→ INSTRUCTIONS TO FOLLOW: Please copy every line of the listing, starting with the line containing "the form [68,443]." and going on through the end of the listing, and scale each answer coordinate by 0.2, rounding to whole numbers with halves going up. Leave the sample pair that follows "in the form" unchanged.

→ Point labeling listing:
[BEGIN]

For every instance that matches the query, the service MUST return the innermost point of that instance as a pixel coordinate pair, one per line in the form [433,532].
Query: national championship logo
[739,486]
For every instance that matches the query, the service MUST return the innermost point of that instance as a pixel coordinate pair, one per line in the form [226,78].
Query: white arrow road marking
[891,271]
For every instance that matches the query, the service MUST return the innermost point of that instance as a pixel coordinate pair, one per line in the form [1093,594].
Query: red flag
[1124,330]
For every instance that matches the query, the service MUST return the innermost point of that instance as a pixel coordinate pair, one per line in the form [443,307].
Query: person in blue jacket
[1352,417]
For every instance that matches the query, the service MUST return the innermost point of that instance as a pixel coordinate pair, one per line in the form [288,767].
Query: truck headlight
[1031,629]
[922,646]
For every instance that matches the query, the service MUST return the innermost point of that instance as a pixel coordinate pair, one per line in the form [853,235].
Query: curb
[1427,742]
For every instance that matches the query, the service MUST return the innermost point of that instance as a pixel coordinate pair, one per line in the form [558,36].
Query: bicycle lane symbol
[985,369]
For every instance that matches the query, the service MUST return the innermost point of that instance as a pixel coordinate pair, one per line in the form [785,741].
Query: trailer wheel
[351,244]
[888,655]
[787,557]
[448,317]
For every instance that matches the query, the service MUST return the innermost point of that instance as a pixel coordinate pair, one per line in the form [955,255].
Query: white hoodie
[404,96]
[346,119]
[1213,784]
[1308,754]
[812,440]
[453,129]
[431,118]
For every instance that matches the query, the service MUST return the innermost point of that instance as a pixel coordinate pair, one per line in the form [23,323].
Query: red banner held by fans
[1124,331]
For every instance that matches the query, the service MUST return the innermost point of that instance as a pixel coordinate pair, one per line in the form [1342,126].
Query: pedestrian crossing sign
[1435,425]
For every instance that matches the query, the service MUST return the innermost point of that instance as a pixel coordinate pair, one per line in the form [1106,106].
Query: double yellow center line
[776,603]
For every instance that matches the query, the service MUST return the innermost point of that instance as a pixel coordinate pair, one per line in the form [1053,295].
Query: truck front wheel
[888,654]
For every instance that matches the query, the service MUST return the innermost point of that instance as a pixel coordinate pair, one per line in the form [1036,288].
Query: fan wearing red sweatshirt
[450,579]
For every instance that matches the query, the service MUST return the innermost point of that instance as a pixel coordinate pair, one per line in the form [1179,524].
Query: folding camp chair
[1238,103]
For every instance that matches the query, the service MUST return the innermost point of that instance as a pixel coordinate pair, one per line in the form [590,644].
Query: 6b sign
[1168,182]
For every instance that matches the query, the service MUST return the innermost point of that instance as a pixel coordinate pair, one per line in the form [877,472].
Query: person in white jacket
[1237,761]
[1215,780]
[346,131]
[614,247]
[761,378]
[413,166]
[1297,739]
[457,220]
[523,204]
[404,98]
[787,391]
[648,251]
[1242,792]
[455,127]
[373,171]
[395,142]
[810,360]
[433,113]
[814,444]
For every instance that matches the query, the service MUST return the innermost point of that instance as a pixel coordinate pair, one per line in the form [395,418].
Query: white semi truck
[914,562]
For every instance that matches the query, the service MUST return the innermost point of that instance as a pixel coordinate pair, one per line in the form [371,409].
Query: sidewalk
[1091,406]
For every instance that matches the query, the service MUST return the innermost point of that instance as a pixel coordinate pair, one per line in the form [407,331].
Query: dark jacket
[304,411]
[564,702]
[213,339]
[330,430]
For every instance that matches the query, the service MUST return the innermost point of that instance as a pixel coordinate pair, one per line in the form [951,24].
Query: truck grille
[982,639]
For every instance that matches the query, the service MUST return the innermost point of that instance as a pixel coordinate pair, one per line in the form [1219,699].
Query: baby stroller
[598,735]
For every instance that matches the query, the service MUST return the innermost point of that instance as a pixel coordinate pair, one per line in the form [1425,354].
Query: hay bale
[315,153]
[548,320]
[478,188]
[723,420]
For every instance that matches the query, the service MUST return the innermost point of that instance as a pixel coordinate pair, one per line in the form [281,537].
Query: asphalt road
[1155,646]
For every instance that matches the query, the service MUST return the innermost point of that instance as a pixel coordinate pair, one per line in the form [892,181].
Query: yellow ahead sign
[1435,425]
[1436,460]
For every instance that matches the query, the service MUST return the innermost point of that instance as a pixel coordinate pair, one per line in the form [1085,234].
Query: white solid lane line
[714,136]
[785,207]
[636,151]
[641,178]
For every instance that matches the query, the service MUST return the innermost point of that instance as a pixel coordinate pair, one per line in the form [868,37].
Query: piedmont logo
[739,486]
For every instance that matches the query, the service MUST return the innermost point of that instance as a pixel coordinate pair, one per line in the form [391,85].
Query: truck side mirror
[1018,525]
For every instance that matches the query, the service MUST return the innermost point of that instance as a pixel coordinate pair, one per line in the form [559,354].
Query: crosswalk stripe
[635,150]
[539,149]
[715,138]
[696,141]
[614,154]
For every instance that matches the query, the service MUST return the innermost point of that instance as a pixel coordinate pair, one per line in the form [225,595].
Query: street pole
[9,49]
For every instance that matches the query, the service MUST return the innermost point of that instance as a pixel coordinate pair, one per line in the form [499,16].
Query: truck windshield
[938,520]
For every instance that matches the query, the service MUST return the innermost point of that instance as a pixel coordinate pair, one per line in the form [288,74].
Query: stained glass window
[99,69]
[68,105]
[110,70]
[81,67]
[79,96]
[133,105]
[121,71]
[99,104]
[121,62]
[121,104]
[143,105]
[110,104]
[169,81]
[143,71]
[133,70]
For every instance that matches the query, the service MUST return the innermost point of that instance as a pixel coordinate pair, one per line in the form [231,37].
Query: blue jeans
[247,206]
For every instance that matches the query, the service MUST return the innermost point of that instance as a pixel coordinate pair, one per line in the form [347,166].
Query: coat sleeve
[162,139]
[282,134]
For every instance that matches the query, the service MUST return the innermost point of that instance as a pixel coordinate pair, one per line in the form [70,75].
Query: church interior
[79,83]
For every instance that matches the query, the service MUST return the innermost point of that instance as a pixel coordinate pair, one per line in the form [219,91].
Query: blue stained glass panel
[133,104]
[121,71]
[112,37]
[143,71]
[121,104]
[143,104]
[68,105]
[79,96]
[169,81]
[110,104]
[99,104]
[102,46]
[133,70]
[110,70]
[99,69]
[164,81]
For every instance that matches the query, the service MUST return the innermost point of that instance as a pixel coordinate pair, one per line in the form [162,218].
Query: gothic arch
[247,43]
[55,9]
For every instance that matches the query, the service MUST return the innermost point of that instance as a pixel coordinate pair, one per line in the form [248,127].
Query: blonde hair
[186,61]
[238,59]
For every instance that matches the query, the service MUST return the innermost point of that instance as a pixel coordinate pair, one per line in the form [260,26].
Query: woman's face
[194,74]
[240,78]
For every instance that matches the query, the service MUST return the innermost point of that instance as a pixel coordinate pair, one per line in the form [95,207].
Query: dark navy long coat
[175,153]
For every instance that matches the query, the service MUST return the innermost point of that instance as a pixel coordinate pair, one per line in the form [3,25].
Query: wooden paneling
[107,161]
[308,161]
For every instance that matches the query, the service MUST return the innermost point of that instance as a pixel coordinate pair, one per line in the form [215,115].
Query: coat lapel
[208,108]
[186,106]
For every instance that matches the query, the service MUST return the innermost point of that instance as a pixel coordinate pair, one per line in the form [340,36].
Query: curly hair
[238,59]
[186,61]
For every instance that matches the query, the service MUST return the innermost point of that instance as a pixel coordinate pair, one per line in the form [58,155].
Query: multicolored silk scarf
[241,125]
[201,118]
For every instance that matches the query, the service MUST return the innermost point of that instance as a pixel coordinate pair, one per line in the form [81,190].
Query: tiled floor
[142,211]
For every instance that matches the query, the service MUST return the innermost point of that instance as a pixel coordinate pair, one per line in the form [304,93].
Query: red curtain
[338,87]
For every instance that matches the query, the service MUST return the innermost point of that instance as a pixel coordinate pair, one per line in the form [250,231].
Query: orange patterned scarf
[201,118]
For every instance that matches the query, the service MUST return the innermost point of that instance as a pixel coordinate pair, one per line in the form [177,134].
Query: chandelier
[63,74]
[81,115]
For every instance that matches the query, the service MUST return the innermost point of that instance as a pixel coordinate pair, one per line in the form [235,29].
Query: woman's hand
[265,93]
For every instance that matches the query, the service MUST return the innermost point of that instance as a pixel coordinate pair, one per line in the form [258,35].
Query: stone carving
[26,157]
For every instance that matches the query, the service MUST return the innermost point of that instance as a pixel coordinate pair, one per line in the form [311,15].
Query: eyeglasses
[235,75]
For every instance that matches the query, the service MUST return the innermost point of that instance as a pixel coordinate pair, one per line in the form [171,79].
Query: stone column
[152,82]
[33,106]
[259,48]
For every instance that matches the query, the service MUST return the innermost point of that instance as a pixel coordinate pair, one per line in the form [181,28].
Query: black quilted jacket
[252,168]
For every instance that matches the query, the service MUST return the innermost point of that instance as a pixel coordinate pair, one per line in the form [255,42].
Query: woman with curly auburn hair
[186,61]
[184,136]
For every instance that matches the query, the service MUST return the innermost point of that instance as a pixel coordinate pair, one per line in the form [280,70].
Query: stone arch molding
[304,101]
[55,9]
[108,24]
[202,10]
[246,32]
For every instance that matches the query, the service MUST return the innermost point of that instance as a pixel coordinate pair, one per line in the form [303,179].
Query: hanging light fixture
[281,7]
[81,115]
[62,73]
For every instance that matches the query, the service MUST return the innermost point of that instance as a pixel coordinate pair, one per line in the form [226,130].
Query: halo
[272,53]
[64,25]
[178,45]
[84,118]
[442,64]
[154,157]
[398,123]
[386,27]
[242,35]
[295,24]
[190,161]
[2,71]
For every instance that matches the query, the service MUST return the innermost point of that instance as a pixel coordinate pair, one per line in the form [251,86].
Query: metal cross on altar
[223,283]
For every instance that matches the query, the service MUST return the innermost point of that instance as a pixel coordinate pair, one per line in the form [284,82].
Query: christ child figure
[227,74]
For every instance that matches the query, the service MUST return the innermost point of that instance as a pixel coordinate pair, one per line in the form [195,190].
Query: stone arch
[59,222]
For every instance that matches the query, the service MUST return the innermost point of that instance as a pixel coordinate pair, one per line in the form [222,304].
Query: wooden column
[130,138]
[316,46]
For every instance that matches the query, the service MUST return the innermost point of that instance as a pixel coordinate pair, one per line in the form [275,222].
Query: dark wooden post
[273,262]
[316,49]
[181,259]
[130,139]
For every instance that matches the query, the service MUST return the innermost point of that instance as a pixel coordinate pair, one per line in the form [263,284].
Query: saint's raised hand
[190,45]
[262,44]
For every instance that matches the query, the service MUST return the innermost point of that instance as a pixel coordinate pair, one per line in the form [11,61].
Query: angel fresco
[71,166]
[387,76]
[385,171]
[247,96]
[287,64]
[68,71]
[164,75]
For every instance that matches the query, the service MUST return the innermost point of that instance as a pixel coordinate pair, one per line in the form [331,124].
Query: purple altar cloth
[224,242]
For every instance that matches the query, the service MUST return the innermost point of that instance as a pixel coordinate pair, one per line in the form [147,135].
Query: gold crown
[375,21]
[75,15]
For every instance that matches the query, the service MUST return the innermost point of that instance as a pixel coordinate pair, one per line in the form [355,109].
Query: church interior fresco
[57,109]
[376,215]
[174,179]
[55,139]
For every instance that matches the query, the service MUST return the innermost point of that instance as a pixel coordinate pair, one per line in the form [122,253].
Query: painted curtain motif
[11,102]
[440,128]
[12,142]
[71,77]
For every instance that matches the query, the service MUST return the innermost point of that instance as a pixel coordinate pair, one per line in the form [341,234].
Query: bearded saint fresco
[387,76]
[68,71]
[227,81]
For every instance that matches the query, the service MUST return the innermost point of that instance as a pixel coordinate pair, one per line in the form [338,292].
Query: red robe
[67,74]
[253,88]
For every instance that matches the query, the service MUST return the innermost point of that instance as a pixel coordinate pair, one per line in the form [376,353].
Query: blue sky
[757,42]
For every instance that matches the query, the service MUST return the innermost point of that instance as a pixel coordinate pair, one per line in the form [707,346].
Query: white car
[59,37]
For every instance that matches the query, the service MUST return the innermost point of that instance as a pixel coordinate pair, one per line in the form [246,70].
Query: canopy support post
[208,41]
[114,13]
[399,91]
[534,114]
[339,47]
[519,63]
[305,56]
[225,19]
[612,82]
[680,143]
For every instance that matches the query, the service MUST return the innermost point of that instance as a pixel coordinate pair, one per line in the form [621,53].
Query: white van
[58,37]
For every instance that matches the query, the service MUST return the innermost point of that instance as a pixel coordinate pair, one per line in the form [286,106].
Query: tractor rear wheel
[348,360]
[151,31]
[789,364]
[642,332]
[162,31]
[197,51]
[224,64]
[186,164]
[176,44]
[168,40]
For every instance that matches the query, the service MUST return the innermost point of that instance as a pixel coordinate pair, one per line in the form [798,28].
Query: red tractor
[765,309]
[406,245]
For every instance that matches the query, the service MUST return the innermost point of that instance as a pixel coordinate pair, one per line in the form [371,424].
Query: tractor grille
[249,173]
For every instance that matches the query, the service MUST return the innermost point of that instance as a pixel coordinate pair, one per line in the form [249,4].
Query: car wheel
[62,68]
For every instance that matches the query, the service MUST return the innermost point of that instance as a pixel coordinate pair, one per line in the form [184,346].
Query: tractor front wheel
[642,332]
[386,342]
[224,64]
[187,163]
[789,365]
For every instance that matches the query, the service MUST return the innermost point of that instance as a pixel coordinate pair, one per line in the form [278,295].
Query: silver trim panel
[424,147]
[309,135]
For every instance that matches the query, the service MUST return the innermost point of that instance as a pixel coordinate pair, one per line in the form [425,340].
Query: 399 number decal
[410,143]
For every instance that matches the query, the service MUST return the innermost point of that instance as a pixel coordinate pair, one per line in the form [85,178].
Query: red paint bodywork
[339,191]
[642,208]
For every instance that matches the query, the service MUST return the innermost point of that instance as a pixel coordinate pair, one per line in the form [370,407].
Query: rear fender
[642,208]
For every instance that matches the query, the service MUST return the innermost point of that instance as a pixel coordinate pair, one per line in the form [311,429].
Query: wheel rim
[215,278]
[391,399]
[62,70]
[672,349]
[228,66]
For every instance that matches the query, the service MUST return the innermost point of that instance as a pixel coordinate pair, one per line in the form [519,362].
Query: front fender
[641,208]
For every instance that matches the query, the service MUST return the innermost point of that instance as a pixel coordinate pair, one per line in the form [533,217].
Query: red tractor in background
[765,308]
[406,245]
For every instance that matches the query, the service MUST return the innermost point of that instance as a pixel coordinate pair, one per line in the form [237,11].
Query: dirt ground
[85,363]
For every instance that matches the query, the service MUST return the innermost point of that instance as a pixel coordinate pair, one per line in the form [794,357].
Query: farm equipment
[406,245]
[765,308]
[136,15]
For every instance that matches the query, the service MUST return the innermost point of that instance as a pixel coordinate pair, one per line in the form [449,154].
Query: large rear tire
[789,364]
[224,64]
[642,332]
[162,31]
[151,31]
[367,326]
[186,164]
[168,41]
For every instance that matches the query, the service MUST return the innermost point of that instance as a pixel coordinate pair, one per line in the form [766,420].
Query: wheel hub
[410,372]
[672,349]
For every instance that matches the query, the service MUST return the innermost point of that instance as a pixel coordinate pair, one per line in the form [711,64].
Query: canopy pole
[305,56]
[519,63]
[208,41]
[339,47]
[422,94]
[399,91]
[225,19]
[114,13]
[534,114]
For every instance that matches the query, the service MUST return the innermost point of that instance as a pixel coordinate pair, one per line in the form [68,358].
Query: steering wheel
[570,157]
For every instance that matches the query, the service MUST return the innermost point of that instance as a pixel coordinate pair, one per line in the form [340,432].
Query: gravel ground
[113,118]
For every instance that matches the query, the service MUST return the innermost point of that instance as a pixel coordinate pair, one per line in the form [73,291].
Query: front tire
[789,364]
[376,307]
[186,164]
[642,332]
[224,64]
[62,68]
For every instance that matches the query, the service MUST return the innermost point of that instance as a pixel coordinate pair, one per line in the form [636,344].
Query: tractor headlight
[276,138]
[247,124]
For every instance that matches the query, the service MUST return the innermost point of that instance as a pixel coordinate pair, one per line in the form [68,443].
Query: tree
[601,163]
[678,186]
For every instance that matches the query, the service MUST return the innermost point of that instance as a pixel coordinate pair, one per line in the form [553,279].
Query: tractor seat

[END]

→ THE OUTPUT:
For every instance that matches the query, the service MUST return the innermost point of that instance as a pixel coordinate pair, one per line in the form [68,443].
Query: tree
[120,33]
[136,37]
For every instance that matches the query, the service MUST return the innermost point of that instance as a pixel coordinate pair, one per line in the form [553,279].
Query: tractor seat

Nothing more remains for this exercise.